(Referring expression data)

——

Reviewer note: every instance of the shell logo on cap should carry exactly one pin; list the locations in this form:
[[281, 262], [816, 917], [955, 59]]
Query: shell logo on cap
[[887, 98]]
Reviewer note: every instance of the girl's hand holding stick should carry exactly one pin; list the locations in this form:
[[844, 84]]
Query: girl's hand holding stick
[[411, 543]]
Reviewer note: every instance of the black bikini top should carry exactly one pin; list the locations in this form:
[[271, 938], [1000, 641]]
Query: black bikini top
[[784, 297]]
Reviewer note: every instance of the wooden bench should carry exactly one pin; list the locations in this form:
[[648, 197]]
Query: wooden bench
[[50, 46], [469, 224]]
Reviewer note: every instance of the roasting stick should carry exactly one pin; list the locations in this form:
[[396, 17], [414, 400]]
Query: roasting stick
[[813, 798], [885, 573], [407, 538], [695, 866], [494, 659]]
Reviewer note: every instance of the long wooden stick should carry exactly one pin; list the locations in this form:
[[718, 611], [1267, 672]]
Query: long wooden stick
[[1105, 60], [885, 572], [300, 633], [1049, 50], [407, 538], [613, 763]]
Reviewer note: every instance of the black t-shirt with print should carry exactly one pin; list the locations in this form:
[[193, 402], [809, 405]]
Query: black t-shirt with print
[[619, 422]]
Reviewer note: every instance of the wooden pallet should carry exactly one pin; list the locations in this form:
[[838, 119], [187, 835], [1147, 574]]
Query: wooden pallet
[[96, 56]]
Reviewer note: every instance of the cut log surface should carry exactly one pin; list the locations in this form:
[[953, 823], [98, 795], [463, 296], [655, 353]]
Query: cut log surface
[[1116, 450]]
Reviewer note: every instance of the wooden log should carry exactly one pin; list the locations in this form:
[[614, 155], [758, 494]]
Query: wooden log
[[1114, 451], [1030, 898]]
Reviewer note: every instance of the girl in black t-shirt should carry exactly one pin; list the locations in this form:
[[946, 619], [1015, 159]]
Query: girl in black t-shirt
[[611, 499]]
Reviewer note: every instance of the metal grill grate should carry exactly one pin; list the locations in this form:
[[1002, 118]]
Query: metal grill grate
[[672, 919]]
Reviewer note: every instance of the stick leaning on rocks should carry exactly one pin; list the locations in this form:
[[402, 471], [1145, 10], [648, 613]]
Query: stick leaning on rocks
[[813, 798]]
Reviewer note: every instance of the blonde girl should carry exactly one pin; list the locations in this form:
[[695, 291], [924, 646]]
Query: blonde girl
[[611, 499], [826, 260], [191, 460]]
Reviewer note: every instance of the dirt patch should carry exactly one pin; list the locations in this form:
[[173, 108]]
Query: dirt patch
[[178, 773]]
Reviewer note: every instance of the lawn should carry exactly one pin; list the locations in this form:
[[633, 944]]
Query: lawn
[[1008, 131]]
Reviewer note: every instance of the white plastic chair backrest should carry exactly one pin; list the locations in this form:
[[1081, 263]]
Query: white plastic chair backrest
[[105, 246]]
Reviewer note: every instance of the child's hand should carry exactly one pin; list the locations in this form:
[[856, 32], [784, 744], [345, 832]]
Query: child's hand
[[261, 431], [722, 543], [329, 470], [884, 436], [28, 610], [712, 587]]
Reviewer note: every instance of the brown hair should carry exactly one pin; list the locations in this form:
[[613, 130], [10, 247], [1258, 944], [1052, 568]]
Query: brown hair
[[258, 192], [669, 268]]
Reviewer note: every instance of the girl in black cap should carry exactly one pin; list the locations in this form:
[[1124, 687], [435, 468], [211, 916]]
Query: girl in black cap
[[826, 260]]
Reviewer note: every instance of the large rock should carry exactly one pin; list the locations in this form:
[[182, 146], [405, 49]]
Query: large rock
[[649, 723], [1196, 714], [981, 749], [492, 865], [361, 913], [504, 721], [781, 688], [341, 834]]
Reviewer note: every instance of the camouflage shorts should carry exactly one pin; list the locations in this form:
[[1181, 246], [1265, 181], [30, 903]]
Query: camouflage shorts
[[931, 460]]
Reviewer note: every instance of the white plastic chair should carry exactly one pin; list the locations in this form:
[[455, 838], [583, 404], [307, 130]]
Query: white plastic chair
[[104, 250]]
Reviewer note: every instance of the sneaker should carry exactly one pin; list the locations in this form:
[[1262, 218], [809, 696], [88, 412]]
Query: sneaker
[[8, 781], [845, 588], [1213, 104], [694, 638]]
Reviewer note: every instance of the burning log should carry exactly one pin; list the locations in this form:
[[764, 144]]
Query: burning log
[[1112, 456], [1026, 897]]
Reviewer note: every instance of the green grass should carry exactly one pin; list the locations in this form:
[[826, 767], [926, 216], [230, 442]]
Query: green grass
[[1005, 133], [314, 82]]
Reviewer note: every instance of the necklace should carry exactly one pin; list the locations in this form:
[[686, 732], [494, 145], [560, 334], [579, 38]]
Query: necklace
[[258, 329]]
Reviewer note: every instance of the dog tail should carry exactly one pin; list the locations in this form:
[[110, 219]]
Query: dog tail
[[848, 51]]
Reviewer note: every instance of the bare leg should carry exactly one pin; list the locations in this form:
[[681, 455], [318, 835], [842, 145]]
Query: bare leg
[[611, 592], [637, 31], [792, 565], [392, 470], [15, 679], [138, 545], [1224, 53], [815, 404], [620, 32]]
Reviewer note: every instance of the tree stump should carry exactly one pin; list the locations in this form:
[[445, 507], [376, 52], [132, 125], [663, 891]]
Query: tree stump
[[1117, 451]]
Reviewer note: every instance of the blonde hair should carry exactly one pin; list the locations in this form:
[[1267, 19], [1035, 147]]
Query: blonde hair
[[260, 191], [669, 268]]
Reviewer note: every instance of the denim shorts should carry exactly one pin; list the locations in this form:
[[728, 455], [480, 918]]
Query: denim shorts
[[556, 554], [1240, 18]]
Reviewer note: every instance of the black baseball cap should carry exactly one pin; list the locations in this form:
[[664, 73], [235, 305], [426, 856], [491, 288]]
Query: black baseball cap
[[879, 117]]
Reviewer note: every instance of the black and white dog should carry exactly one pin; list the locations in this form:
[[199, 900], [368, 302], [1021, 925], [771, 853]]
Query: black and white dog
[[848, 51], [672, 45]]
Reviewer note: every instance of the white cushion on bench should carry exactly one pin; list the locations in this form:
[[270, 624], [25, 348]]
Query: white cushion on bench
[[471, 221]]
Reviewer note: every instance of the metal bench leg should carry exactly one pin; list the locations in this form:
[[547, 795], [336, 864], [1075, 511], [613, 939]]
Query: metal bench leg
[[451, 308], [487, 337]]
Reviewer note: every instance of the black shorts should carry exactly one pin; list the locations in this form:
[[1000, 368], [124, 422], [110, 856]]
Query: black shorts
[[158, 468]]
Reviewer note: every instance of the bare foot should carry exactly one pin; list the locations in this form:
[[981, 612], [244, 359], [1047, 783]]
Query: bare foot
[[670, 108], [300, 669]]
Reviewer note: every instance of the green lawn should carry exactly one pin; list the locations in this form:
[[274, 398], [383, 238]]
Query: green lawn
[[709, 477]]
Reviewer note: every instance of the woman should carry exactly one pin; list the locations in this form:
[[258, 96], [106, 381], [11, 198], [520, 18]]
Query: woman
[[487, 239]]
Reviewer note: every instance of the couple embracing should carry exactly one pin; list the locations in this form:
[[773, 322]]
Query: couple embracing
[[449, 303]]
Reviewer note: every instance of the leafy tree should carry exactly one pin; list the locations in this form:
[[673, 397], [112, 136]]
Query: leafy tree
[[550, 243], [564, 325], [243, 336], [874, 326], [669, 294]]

——

» HOW TO COMPLETE THIS TASK:
Retype all of the data exactly, so that nothing differs from what is given.

» WRITTEN RESPONSE:
Reviewer note: every instance of the shell logo on cap should carry exactly one pin; list the locations in this form:
[[281, 262], [816, 917], [955, 59]]
Query: shell logo on cap
[[887, 98]]
Reviewer note: every instance of the girl's hand holding stick should carry exactly one pin; list the locations in this form:
[[844, 84]]
Query: girl's hand holding stick
[[411, 543]]
Reviewer note: every instance of the black bikini top should carry exactly one pin; list the locations in this form:
[[271, 938], [1000, 641]]
Query: black bikini top
[[784, 297]]
Reviewer note: every instance of the wooden bench should carry exactly one pin; list the locations in this form:
[[648, 197]]
Query: wooden bench
[[50, 46], [469, 224]]
Reviewer note: every instance of the roasting stick should carry exactly one pin; list the locations in this form:
[[396, 17], [414, 400]]
Query: roasting stick
[[813, 798], [885, 573], [407, 538], [695, 866], [494, 659]]
Reviewer note: every instance of the long wooden stick should carry exactly one pin; list the locations in this form:
[[718, 611], [1267, 672]]
Query: long wooden stick
[[1105, 60], [885, 572], [300, 633], [1049, 50], [407, 538], [613, 763]]
Reviewer note: every instance of the black t-shirt with print should carry exactly one pin; list the locations in this form:
[[193, 402], [809, 405]]
Query: black t-shirt with print
[[619, 422]]
Reviewer note: every instance of the wooden pallet should carry exactly one pin; list the locations in this form:
[[838, 119], [187, 835], [1147, 574]]
Query: wooden pallet
[[96, 56]]
Reviewer note: every instance of the cut log surface should carry exactly one pin; list the locations in this form:
[[953, 823], [98, 795], [463, 296], [655, 353]]
Query: cut log surface
[[1116, 450]]
Reviewer note: every instance of the wooden log should carry exactly one pin; list the locations in this form:
[[614, 155], [758, 494]]
Query: wooden log
[[1114, 451], [1030, 898]]
Reviewer note: every instance of the girl in black t-shirt should carry exactly one pin; list the locations in this form:
[[946, 619], [1015, 159]]
Query: girl in black t-shirt
[[611, 499]]
Reviewer note: every instance of the metal grill grate should carry exactly one pin; list the locations in this form:
[[1002, 118]]
Query: metal grill grate
[[672, 919]]
Reviewer note: every instance of the stick leaning on rocks should carry exactly one pin; list the locations in this form:
[[402, 471], [1145, 10], [648, 613]]
Query: stick leaning on rocks
[[813, 798]]
Reviewer note: every instance of the blonde girl should carry exactly one pin; list the locations in this form:
[[695, 291], [924, 646]]
Query: blonde girl
[[611, 499], [826, 260], [191, 460]]
Reviewer note: every instance of the dirt patch should carry exactly one pin; list the locations in this form:
[[173, 108]]
Query: dirt patch
[[178, 773]]
Reviewer note: every instance of the lawn should carry exactly one pin; list the locations in this form:
[[633, 944]]
Query: lawn
[[1008, 131]]
Reviewer note: every instance of the white plastic chair backrest should carry exactly one pin; list the locations in this form:
[[1081, 263]]
Query: white plastic chair backrest
[[105, 246]]
Reviewer note: every instance of the child's hand should carry exactly one pin; list the locations in this form:
[[856, 32], [784, 744], [345, 832]]
Query: child's hand
[[261, 431], [722, 543], [329, 470], [884, 436], [28, 610], [712, 587]]
Reviewer note: every instance of the brown hair should carry exactly one pin; list the locations in this form:
[[613, 130], [10, 247], [1258, 944], [1052, 568]]
Query: brown hair
[[258, 192], [669, 268]]
Reviewer note: every instance of the girl in black cap should carry exactly one pin; list the locations in this form:
[[1124, 687], [435, 468], [211, 916]]
Query: girl in black cap
[[826, 260]]
Reviewer note: every instance of the large rock should carry exactly one pin; list the locations in this form:
[[182, 146], [405, 49]]
Query: large rock
[[649, 723], [1196, 714], [981, 749], [492, 865], [361, 913], [504, 721], [781, 688], [341, 834]]
Reviewer note: every instance of the camouflage shorts should carry exactly one pin; list the locations in this form:
[[1181, 246], [1265, 181], [30, 903]]
Query: camouflage shorts
[[931, 460]]
Reviewer note: every instance of the white plastic chair should carry exactly one pin; list the locations in this form:
[[455, 838], [583, 404], [307, 130]]
Query: white plastic chair
[[104, 250]]
Reviewer note: every instance of the sneaker should carry exactly one pin; list the locations in this form:
[[1262, 218], [809, 696], [88, 412]]
Query: sneaker
[[8, 781], [845, 588], [1213, 104], [694, 638]]
Reviewer note: every instance of the burning log should carry exactly one pin; list the locations in this form:
[[764, 144]]
Query: burning log
[[1112, 456], [1026, 897]]
Reviewer note: every instance of the green grass should carry exactly one pin; list the locations in this form:
[[826, 767], [926, 216], [230, 442]]
Query: green grass
[[1005, 133], [314, 82]]
Reviewer note: every instance of the necklace should carry exactly one pin; list the locations in this form:
[[686, 732], [494, 145], [560, 334], [579, 38]]
Query: necklace
[[258, 329]]
Reviewer note: every instance of the dog tail should carry exactly one pin; list the locations in this form:
[[110, 219]]
Query: dog tail
[[848, 51]]
Reviewer note: every instance of the bare leg should carry exactly one pin; list the locations in this form:
[[681, 455], [318, 835], [842, 145]]
Query: bare leg
[[611, 592], [637, 31], [792, 565], [392, 470], [15, 679], [138, 545], [1224, 53], [815, 404], [620, 32]]
Reviewer note: every instance of the tree stump should carry exactly one pin; list the locations in this form:
[[445, 507], [376, 52], [132, 125], [663, 891]]
Query: tree stump
[[1117, 451]]
Reviewer note: every instance of the blonde hair should carry exactly one pin; list the locations in this form:
[[1267, 19], [1035, 147]]
Query: blonde hair
[[260, 191], [669, 268]]
Reviewer note: every instance of the denim shorts should carry exactly one pin; list the locations in this form:
[[728, 455], [480, 918]]
Query: denim shorts
[[556, 554], [1240, 18]]
Reviewer note: every instance of the black baseball cap should carry exactly one pin; list the locations in this form:
[[664, 73], [235, 305], [426, 856], [491, 288]]
Query: black baseball cap
[[879, 117]]
Reviewer note: every instance of the black and white dog should carry exactly one pin; list the locations in this form:
[[199, 900], [368, 302], [1021, 925], [771, 853]]
Query: black and white dog
[[848, 51], [672, 45]]
Reviewer note: every instance of the white cushion on bench should carry exactly one pin; list the locations in this form:
[[270, 624], [25, 348]]
Query: white cushion on bench
[[471, 221]]
Reviewer note: every instance of the metal bench leg should carry exactly one pin; list the locations in this form:
[[547, 795], [336, 864], [1075, 511], [613, 939]]
Query: metal bench leg
[[451, 308], [487, 337]]
Reviewer note: every instance of the black shorts should carry exactly one pin; list the locations in this form:
[[1000, 368], [124, 422], [110, 856]]
Query: black shorts
[[158, 468]]
Reviewer note: every instance of the bare foot should carry exactly one pin; list the locations in this form:
[[981, 612], [244, 359], [1047, 783]]
Query: bare foot
[[670, 108], [300, 669]]
Reviewer note: every instance of the green lawn should carry exactly one pin; list the locations in this form:
[[274, 398], [383, 238]]
Query: green lawn
[[709, 477]]
Reviewer note: every instance of the woman should carry exactly one pin; list the locations in this form:
[[258, 96], [106, 381], [11, 198], [520, 18]]
Query: woman
[[487, 239]]
Reviewer note: every instance of the couple embracing should carry exactly one pin; list the locations in this form:
[[773, 322]]
Query: couple embracing
[[449, 303]]
Reviewer note: every instance of the leafy tree should carry exactly one pin; list the locations in this form:
[[673, 397], [112, 136]]
Query: leafy tree
[[550, 243], [564, 325], [243, 336], [874, 326], [669, 294]]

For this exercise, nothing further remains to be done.